● WRITTEN INSTRUCTION A: In the listing below, turn everything from the line containing "headscarf. Examine the image and box all occurrences." down to the line containing "[151,250,227,314]" into a Markdown table with the columns No. and Line, leaving out blank lines.

● DOCUMENT TEXT:
"""

I did a bit of searching on this site but surprisingly, I didn't find much relevant information, and my knowledge of DSP is very very limited.
My goal is quite simple : I want to program an algorithmic reverb in C++ which sounds really good. Or more exactly, the best option would be to let the end user choose the trade-off between quality and cpu-usage.
From what I found out so far is that, to create a reverb, you must feed the dry signal into a early reflections algorithm, then to a late reflections algo. Is this correct ?
Now, I found an extensive article on the late reflections part, using Feedback Delay Network (REDUCING ARTIFICIAL REVERBERATION REQUIREMENTS USING TIME-VARIANT FEEDBACK DELAY NETWORKS). From what I've read, FDN is a high quality, not too expansive (cpu wise) way of simulating the late reflexions. Furthermore, I guess you can control the quality/cpu charge trade-off by changing the number of delay lines.

"""

● DATA EXTRACT:
"""

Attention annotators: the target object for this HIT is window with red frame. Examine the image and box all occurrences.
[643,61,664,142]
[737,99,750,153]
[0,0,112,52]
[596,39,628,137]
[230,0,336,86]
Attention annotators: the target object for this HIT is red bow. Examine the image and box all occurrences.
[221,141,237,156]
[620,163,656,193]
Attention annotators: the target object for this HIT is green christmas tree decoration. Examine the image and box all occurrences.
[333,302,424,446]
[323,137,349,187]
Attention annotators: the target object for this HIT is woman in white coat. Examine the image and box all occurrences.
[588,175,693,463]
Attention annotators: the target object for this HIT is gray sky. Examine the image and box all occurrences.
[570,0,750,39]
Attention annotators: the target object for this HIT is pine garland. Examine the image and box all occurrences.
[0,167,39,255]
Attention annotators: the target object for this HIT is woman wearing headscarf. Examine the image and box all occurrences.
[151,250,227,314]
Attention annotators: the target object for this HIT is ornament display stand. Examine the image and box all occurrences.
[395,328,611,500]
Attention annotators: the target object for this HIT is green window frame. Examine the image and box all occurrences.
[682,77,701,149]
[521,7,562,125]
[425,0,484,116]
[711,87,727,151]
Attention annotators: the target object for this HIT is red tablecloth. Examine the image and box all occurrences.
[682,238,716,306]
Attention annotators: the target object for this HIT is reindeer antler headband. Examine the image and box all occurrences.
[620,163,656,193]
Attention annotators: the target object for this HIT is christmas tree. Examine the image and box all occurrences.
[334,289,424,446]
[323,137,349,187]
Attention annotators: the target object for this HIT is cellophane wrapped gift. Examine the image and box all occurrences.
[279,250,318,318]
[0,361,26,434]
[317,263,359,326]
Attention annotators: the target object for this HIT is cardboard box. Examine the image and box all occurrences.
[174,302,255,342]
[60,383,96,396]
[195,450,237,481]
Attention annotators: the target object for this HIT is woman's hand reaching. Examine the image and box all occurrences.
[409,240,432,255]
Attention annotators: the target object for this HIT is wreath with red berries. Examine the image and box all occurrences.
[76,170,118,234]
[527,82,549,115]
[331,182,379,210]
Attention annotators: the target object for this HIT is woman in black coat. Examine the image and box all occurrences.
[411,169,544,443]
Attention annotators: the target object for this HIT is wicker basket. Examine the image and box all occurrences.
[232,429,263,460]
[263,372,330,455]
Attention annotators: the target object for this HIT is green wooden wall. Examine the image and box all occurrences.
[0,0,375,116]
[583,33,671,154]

"""

● WRITTEN INSTRUCTION B: Please copy the reverb post above word for word, in full.

● TASK SOLUTION A:
| No. | Line |
|---|---|
| 1 | Attention annotators: the target object for this HIT is woman wearing headscarf. Examine the image and box all occurrences. |
| 2 | [151,250,227,314] |

● TASK SOLUTION B:
I did a bit of searching on this site but surprisingly, I didn't find much relevant information, and my knowledge of DSP is very very limited.
My goal is quite simple : I want to program an algorithmic reverb in C++ which sounds really good. Or more exactly, the best option would be to let the end user choose the trade-off between quality and cpu-usage.
From what I found out so far is that, to create a reverb, you must feed the dry signal into a early reflections algorithm, then to a late reflections algo. Is this correct ?
Now, I found an extensive article on the late reflections part, using Feedback Delay Network (REDUCING ARTIFICIAL REVERBERATION REQUIREMENTS USING TIME-VARIANT FEEDBACK DELAY NETWORKS). From what I've read, FDN is a high quality, not too expansive (cpu wise) way of simulating the late reflexions. Furthermore, I guess you can control the quality/cpu charge trade-off by changing the number of delay lines.